> **Direction**
Report every line below that contains the string "fence", copying each such line in full. Treat the match as case-sensitive.

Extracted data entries
╭──
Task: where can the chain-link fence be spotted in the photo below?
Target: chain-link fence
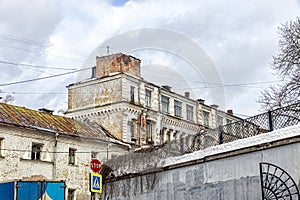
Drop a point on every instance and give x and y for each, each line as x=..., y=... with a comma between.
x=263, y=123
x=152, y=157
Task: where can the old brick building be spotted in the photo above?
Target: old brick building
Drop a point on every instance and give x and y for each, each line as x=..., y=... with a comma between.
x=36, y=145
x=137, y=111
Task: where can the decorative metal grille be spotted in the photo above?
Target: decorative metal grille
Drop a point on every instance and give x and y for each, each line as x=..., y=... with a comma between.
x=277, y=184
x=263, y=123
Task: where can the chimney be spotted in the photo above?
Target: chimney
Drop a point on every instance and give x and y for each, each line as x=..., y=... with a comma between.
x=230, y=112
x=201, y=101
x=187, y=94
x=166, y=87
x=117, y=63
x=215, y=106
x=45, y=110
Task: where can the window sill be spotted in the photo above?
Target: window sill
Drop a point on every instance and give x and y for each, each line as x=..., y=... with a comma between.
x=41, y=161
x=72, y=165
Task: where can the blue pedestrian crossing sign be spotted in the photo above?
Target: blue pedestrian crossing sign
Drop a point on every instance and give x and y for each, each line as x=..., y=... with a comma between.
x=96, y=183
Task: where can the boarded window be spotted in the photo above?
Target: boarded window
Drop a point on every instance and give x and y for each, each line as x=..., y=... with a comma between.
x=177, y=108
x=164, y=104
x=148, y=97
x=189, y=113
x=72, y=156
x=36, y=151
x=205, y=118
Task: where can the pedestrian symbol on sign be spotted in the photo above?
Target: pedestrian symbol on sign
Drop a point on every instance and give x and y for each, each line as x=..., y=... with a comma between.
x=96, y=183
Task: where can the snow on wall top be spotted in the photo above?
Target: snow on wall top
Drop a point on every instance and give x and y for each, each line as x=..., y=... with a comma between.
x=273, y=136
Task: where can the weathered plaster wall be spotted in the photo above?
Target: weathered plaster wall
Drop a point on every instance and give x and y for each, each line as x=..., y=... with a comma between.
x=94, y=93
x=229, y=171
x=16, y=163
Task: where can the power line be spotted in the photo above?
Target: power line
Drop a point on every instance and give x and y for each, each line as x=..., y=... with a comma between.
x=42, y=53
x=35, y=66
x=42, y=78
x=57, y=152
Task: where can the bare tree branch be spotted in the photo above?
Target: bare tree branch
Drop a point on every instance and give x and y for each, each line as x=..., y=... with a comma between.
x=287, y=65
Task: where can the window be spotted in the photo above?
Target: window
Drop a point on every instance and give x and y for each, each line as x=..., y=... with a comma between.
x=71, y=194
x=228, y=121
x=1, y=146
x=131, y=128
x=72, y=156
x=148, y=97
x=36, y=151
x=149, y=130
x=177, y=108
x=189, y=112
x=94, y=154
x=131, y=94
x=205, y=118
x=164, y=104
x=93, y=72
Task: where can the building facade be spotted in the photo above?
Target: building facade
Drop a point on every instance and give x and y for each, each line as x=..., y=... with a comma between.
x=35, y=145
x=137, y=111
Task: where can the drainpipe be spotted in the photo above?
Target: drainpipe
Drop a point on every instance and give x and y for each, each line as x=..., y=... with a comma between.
╰──
╭──
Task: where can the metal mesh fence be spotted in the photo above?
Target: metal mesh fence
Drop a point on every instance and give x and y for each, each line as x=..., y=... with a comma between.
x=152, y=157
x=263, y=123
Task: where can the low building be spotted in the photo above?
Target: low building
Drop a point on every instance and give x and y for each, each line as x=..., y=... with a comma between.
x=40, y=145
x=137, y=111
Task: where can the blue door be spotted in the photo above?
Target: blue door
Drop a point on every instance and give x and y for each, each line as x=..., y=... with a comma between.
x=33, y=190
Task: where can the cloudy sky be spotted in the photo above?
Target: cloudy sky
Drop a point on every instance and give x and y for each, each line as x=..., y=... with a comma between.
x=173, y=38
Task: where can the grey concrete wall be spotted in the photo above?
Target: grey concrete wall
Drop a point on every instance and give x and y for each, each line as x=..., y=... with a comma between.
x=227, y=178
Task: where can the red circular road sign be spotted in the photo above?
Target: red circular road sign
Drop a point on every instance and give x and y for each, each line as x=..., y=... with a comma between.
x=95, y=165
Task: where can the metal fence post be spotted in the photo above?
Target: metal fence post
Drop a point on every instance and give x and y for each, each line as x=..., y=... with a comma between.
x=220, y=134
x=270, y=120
╰──
> **Exercise output**
Task: where can the chain-link fence be spotted in the photo below?
Target: chain-link fence
Task: where can the metal mesh fence be spotted in the photo above?
Target: metal mesh fence
Task: where can the metal fence post be spotted in the photo above?
Target: metal fence post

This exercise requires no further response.